- **Saved dataset items**:
____

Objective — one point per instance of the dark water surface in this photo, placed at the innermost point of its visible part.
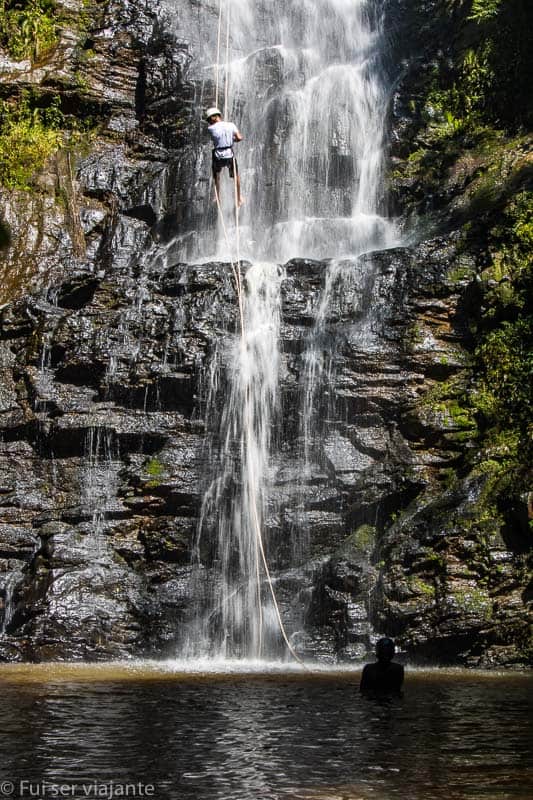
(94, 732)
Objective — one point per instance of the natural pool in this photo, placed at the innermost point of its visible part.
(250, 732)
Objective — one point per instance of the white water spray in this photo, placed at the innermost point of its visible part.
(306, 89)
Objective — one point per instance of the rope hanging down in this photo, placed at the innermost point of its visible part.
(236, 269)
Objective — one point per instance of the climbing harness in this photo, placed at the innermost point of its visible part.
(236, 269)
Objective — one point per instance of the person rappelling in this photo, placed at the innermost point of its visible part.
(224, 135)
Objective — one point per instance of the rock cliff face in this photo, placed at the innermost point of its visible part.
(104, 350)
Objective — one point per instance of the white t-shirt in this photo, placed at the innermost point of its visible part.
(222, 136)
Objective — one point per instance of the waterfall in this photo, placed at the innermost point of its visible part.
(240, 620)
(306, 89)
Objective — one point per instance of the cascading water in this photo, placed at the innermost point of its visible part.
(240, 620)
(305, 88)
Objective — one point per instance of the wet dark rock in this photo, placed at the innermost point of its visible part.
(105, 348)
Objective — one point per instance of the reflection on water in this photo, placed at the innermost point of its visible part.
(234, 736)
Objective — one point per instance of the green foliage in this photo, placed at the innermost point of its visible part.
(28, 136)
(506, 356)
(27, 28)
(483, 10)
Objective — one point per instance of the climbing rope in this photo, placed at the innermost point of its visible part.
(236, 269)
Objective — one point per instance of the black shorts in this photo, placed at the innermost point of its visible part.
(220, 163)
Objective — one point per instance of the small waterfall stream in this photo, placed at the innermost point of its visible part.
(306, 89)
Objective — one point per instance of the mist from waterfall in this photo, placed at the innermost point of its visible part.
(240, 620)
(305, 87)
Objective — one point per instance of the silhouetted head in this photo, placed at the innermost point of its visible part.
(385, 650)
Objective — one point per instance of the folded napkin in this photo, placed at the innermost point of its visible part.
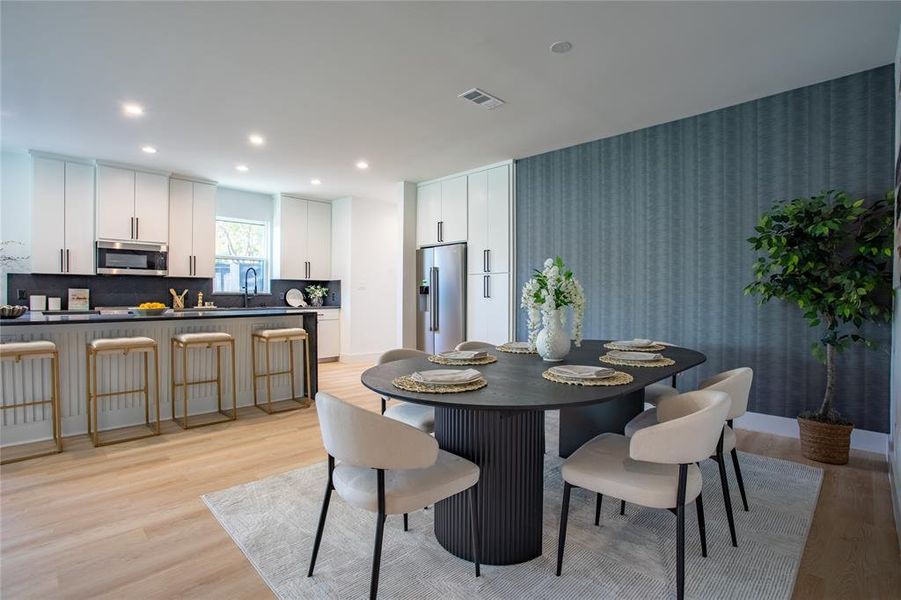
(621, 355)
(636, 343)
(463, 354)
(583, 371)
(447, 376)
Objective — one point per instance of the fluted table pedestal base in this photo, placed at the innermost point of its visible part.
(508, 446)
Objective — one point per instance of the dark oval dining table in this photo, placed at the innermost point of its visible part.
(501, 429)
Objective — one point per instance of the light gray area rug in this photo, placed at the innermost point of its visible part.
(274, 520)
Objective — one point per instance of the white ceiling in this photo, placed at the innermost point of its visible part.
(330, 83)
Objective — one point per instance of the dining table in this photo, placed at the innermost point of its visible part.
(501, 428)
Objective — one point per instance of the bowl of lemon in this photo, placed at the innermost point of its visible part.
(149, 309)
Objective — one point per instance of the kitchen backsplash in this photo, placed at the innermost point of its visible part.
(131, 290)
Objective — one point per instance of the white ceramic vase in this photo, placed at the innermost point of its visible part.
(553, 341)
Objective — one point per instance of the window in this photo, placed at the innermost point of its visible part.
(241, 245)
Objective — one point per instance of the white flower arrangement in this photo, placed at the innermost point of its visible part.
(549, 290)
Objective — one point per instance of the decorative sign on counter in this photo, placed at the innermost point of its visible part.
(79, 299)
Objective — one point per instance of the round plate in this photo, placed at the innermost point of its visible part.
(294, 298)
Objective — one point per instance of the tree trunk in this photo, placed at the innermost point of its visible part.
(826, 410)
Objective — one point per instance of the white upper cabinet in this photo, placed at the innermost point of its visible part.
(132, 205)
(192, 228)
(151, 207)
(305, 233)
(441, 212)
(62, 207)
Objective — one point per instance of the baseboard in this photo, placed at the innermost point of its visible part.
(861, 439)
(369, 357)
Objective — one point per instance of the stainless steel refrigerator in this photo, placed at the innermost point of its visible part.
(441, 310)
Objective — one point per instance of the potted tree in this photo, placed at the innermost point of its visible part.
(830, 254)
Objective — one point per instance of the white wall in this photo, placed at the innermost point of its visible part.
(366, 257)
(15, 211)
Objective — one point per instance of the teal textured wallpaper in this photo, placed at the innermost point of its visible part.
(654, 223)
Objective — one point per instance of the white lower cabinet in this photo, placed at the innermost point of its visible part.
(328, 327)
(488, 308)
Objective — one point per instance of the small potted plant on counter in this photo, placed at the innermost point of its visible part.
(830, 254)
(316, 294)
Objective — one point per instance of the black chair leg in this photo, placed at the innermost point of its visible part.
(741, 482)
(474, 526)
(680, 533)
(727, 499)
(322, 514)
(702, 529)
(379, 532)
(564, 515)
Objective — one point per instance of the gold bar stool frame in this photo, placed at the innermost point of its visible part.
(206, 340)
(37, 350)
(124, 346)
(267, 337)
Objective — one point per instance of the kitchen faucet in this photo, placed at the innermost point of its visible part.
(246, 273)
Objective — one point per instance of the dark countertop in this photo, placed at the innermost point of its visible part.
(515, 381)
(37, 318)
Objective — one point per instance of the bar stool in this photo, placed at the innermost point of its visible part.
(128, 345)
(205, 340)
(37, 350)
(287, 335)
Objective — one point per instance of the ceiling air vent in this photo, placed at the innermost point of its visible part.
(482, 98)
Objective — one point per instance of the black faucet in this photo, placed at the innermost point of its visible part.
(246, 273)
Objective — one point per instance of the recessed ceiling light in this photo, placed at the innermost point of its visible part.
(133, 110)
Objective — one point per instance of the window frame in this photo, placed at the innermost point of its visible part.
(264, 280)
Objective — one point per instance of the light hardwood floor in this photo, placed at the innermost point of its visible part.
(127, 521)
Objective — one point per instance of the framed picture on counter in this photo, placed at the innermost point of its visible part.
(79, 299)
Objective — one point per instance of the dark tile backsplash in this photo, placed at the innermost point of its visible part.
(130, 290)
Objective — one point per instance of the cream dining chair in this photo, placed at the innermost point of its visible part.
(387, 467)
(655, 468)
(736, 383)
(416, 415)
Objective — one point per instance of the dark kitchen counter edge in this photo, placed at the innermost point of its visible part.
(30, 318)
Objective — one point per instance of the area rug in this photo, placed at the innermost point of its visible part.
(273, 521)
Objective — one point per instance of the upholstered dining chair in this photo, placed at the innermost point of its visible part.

____

- **The task**:
Update the lines above by changing every "innermost point" to "center point" and leaving everything else the same. Give back all the lines, but without the pictures.

- **Response for this exercise**:
Objective — one point per instance of the dark water surface in this photo, placed at the center point of its visible part.
(94, 732)
Objective — one point per instance of the natural pool in this photo, placed at the center point of its visible part.
(250, 732)
Objective — one point per instance of the white water spray in this photo, placed at the center point of its visible part.
(306, 89)
Objective — one point per instance of the rope hanging down in this photo, placed at the center point of its visible part.
(236, 269)
Objective — one point per instance of the climbing harness in this photo, placed at the center point of its visible part.
(236, 269)
Objective — one point per instance of the person rappelling in this photo, placed at the center point of its visible part.
(224, 135)
Objective — one point per instance of the rock cliff face in this photo, placed at the center point of its visible part.
(104, 350)
Objective — one point per instance of the white t-shirt in this photo, placed at the center point of its visible part.
(222, 136)
Objective — one point per instance of the waterfall in this photo, placed at the center point of its visible part.
(240, 620)
(306, 89)
Objective — one point per instance of the cascading water in this photo, placed at the center point of its visible part.
(240, 620)
(305, 88)
Objective — one point per instance of the wet dark rock in this photo, placed at the center point of its visible part.
(105, 348)
Objective — one point per instance of the reflection on water in this photo, placed at the center point of its visible part.
(234, 736)
Objective — one point per instance of the green foliage in this photo, placed at the center point of its visible part.
(28, 136)
(506, 356)
(27, 28)
(483, 10)
Objective — one point per instance of the climbing rope in this photo, placed at the center point of its visible part.
(236, 269)
Objective — one point per instance of the black shorts in this photo, placed at the center point of its visible part.
(220, 163)
Objective — one point per instance of the small waterfall stream in this photo, placed at the center point of its visible part.
(306, 89)
Objective — one point per instance of the mist from waterfall in this photo, placed at the center point of its visible part.
(240, 620)
(305, 87)
Objective — one point per instance of the silhouetted head in this photo, placed at the center point of its visible part.
(385, 650)
Objective — one point per instance of the folded napkin in this photo, placed at the center point of its visible part.
(621, 355)
(636, 343)
(463, 354)
(583, 371)
(447, 376)
Objective — one point per instance of the fluted table pedestal base in this photo, placed at the center point of its visible part.
(508, 446)
Objective — one point per instance of the dark oval dining table in this photo, placed at the center point of its visible part.
(501, 429)
Objective — one point per instance of the light gray area rug in this photo, placed at the center point of its visible part.
(274, 520)
Objective — one point per instance of the white ceiling in this photo, placed at the center point of its visible part.
(330, 83)
Objective — one point per instance of the dining table in this photo, placed at the center point of its visible part.
(501, 428)
Objective — one point per instance of the bowl of lemon in this photo, placed at the center point of its visible part.
(149, 309)
Objective — one point per instance of the kitchen backsplash in this photo, placed at the center point of its visible part.
(131, 290)
Objective — one point per instance of the white ceramic vase in this photo, placed at the center point of its visible part.
(553, 341)
Objective — one point per instance of the window in this photo, placed at the center point of its visible part.
(241, 245)
Objective — one point per instance of the white flower arrangement in this photo, placed at the center point of its visible part.
(549, 290)
Objective — one point per instance of the decorative sign on counter in this photo, placed at the center point of its visible part.
(79, 299)
Objective — one point per instance of the round plate in this photo, placed at the center point of its visible part.
(294, 298)
Objective — one point per instance of the tree trunk in this photo, placed at the center point of its visible part.
(826, 410)
Objective — one point per instance of the white upper cabinet in this photo, placed at the center point of its visible part.
(132, 205)
(192, 228)
(151, 207)
(305, 233)
(441, 212)
(62, 207)
Objective — one point per instance of the baseboard in this photo, placed at the center point of its visible part.
(861, 439)
(369, 357)
Objective — one point per instance of the stainless steel refrigerator in this photo, placed at the center point of its visible part.
(441, 310)
Objective — one point per instance of the potted tree in this photo, placed at the center point of its visible part.
(830, 254)
Objective — one point per instance of the white wall in this photo, placed at the center point of its visible part.
(366, 257)
(15, 211)
Objective — one point per instance of the teal textured wallpaper in this photo, placed at the center point of its visible part.
(654, 223)
Objective — one point per instance of the white lower cabinet in this photo, placed at the center point of its visible part.
(328, 327)
(488, 308)
Objective — one point per instance of the small potted plant on counter in this photo, placed at the center point of its visible part.
(830, 254)
(316, 294)
Objective — one point per instance of the black chair leg in this photo, placed at the center point of its visible part.
(741, 482)
(474, 526)
(680, 533)
(727, 499)
(322, 514)
(702, 529)
(379, 532)
(564, 515)
Objective — one point per instance of the gold bar stool frame in this photo, placed at the center point of its visible part.
(206, 340)
(37, 350)
(124, 346)
(267, 337)
Objective — one point per instance of the kitchen faucet in this photo, placed at the center point of its visible part.
(246, 273)
Objective — one point per instance of the dark countertop in this photo, placed at the center point of its visible part.
(515, 381)
(37, 318)
Objective — one point per instance of the bar stool in this photo, placed at the center point of its visible part.
(128, 345)
(205, 340)
(37, 350)
(287, 335)
Objective — one point per instance of the ceiling air vent in this photo, placed at the center point of its visible part.
(482, 98)
Objective — one point per instance of the black faucet in this photo, placed at the center point of its visible part.
(246, 273)
Objective — one point per instance of the recessed ceiling light in this photo, placed at the center point of its visible part.
(133, 110)
Objective — one point per instance of the window frame in this photo, placed at the center point of its visible part.
(264, 280)
Objective — one point per instance of the light hardwood floor in this photo, placed at the center point of its visible part.
(127, 521)
Objective — one point per instance of the framed picture on counter in this photo, placed at the center point of its visible part.
(79, 299)
Objective — one point per instance of the dark tile backsplash in this photo, placed at the center point of its visible part.
(130, 290)
Objective — one point per instance of the cream dining chair in this photo, placed at the center point of its visible part.
(387, 467)
(655, 468)
(736, 383)
(416, 415)
Objective — one point per instance of the dark kitchen counter edge in this photo, placed at the center point of its visible part.
(30, 318)
Objective — one point per instance of the area rug in this photo, placed at the center point of its visible part.
(273, 521)
Objective — one point per instance of the upholstered dining chair in this photo, placed at the center point of its visible part.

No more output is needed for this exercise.